══ Extracted text

The first article discusses the issues that can limit the generalisability of data from randomised trials and systematic reviews into clinical practice. Subsequent articles will reflect common clinician concerns about subgroups, meta-analyses, and risk.
Peter Rothwell (University of Oxford, UK), co-ordinator of the series and author of the first article, comments: "RCTs and systematic reviews cannot be expected to produce results that are directly relevant to all patients and all settings, but to be externally valid they should at least be designed and reported in a way that allows patients and clinicians to judge to whom they can reasonably be applied. While cognisant of the risks of over-regulation, some of the following recommendations might be worthwhile:
William Summerskill from The Lancet discusses the series in an accompanying commentary (p 13): "Let us not neglect the central role of patients as decision-makers in their own care. It is the responsibility of healthcare workers to communicate objective evidence in a manner which allows recipients to make an informed choice, and then to respect that choice. To empower consumers to make informed choices, the ability to interpret evidence and risk needs to be as much a life-skill for the public as for the profession. Towards this end the UK Department of Education's strategy to incorporate research design and data interpretation as part of the national science curriculum for secondary schools is to be applauded…Unless we improve our teaching, understanding, application, and communication of evidence, we risk denying patients the potential benefits derived from their peers who participated in research and of those who worked so hard to report and publish it."

════

Problem to solve:
Copy out the whole text on applying trial and review evidence to clinical practice word for word, keeping every character the same.

══ Dataset excerpts

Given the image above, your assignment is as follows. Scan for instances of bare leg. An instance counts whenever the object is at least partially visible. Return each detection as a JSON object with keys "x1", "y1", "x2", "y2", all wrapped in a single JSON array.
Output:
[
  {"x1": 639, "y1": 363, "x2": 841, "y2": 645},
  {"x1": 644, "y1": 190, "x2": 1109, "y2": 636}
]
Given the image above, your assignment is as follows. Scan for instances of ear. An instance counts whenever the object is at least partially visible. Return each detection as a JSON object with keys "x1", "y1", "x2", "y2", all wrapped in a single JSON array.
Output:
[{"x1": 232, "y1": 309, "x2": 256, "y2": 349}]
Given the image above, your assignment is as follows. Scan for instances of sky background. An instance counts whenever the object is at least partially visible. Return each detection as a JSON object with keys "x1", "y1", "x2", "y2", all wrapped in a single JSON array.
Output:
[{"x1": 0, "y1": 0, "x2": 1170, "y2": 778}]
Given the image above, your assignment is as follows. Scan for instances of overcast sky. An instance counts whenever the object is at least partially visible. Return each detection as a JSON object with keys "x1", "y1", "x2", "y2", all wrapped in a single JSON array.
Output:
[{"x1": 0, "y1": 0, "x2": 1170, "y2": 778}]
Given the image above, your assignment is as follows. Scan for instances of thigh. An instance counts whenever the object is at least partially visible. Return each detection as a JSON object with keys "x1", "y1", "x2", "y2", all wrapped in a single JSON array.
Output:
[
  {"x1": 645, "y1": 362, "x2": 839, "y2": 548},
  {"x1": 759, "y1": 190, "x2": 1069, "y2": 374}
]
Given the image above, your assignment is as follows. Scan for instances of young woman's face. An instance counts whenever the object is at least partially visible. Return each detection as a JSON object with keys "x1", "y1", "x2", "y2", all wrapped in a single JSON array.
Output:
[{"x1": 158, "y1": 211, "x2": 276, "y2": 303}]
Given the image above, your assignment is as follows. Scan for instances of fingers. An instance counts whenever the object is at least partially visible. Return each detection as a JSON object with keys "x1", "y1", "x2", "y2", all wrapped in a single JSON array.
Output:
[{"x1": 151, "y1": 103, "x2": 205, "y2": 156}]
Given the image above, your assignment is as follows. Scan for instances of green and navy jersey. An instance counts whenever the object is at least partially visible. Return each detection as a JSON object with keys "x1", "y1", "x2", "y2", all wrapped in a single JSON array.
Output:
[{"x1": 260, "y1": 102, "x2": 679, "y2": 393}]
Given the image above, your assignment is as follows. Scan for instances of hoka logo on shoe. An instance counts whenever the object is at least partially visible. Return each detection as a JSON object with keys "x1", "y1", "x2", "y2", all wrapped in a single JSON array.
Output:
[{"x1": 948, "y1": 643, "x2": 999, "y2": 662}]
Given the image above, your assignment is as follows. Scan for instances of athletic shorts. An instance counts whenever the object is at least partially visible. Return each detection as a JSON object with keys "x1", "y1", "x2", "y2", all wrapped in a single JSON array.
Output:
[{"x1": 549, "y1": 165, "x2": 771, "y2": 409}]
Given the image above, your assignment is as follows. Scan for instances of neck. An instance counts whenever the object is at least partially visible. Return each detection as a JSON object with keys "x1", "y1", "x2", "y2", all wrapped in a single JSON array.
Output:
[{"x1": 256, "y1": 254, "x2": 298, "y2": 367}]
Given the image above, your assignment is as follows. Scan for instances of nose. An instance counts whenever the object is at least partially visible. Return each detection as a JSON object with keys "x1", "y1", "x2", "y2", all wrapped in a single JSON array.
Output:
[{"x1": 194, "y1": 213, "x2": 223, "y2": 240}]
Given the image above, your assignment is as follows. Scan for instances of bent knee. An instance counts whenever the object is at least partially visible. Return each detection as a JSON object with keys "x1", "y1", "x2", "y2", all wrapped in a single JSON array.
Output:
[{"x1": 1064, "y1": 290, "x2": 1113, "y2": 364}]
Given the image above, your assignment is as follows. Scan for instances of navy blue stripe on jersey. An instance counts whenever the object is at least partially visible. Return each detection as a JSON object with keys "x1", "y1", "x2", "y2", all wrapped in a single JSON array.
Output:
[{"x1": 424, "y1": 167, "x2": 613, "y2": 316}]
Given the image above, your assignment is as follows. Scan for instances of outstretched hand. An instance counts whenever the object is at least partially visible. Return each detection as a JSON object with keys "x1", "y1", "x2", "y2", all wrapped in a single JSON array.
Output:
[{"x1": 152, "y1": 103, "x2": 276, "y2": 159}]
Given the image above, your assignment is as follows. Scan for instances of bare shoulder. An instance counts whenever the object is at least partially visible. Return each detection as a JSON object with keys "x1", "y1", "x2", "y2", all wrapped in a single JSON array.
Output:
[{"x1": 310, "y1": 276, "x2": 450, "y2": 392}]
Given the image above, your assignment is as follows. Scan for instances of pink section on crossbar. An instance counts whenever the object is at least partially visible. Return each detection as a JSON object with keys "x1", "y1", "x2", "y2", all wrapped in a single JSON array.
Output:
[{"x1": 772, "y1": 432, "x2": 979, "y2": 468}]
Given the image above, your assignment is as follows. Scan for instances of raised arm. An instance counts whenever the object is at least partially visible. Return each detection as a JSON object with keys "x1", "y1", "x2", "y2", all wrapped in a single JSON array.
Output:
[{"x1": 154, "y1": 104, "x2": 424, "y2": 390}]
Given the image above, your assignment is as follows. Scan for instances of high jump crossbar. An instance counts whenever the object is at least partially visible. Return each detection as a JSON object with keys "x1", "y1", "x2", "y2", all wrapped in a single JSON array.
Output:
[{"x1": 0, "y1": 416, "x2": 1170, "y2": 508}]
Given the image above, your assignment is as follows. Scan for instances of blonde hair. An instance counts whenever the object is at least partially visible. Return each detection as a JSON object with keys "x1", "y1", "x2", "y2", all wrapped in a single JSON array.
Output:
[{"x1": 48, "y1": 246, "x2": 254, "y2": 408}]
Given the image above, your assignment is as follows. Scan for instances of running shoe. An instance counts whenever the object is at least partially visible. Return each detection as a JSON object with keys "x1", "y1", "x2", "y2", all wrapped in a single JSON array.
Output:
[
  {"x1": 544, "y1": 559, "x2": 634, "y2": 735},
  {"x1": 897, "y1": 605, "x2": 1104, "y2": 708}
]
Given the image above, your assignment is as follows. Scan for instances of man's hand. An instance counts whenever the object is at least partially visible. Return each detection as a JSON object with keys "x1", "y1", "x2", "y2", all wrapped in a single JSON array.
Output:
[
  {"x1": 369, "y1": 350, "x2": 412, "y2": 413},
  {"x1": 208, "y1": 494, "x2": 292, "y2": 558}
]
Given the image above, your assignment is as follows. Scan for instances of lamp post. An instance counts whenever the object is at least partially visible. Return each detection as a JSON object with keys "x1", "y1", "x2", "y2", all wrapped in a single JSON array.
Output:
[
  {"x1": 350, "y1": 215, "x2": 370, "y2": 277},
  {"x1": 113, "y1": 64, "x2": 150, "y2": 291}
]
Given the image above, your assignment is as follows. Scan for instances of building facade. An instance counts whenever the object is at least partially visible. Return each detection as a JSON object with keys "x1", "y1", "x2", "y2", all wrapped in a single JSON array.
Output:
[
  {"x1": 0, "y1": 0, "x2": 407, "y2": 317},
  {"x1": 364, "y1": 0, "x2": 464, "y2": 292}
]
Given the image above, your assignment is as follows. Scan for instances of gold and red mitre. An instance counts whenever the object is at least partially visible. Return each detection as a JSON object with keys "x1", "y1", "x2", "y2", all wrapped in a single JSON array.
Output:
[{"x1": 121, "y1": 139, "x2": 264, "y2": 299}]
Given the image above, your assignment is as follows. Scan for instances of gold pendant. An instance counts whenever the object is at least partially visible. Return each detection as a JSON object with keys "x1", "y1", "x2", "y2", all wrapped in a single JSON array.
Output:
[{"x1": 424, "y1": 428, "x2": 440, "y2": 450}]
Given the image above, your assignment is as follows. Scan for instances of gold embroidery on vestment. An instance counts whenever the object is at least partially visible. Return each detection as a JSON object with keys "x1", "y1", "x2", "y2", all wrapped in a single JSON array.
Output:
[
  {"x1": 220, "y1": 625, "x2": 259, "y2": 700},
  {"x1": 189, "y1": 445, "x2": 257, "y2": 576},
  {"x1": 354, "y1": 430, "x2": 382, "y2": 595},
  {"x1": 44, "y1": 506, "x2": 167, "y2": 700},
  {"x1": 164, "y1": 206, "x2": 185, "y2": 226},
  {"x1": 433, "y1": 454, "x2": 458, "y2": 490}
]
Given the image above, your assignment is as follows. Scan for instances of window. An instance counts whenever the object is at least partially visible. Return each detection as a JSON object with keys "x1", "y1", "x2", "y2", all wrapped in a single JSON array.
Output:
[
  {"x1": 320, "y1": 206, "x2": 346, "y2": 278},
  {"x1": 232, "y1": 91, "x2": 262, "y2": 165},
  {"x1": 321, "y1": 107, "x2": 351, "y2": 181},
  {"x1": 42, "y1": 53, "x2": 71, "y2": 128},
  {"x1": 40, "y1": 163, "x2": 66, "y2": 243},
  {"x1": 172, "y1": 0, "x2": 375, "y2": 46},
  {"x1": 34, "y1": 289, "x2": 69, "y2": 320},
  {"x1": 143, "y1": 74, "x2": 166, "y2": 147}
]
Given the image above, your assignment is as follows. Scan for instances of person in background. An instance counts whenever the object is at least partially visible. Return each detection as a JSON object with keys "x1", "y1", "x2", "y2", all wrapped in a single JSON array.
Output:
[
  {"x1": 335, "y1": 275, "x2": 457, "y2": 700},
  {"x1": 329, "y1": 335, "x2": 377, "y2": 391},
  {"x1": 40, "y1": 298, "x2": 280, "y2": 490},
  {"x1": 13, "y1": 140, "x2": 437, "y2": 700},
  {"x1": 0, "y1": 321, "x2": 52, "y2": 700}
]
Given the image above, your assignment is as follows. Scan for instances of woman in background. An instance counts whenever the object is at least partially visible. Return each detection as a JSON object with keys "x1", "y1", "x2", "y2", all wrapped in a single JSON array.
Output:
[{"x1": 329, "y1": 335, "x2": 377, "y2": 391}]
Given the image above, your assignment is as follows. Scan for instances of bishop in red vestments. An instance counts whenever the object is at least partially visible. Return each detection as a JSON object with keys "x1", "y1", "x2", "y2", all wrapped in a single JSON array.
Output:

════

Solution for this exercise:
The first article discusses the issues that can limit the generalisability of data from randomised trials and systematic reviews into clinical practice. Subsequent articles will reflect common clinician concerns about subgroups, meta-analyses, and risk.
Peter Rothwell (University of Oxford, UK), co-ordinator of the series and author of the first article, comments: "RCTs and systematic reviews cannot be expected to produce results that are directly relevant to all patients and all settings, but to be externally valid they should at least be designed and reported in a way that allows patients and clinicians to judge to whom they can reasonably be applied. While cognisant of the risks of over-regulation, some of the following recommendations might be worthwhile:
William Summerskill from The Lancet discusses the series in an accompanying commentary (p 13): "Let us not neglect the central role of patients as decision-makers in their own care. It is the responsibility of healthcare workers to communicate objective evidence in a manner which allows recipients to make an informed choice, and then to respect that choice. To empower consumers to make informed choices, the ability to interpret evidence and risk needs to be as much a life-skill for the public as for the profession. Towards this end the UK Department of Education's strategy to incorporate research design and data interpretation as part of the national science curriculum for secondary schools is to be applauded…Unless we improve our teaching, understanding, application, and communication of evidence, we risk denying patients the potential benefits derived from their peers who participated in research and of those who worked so hard to report and publish it."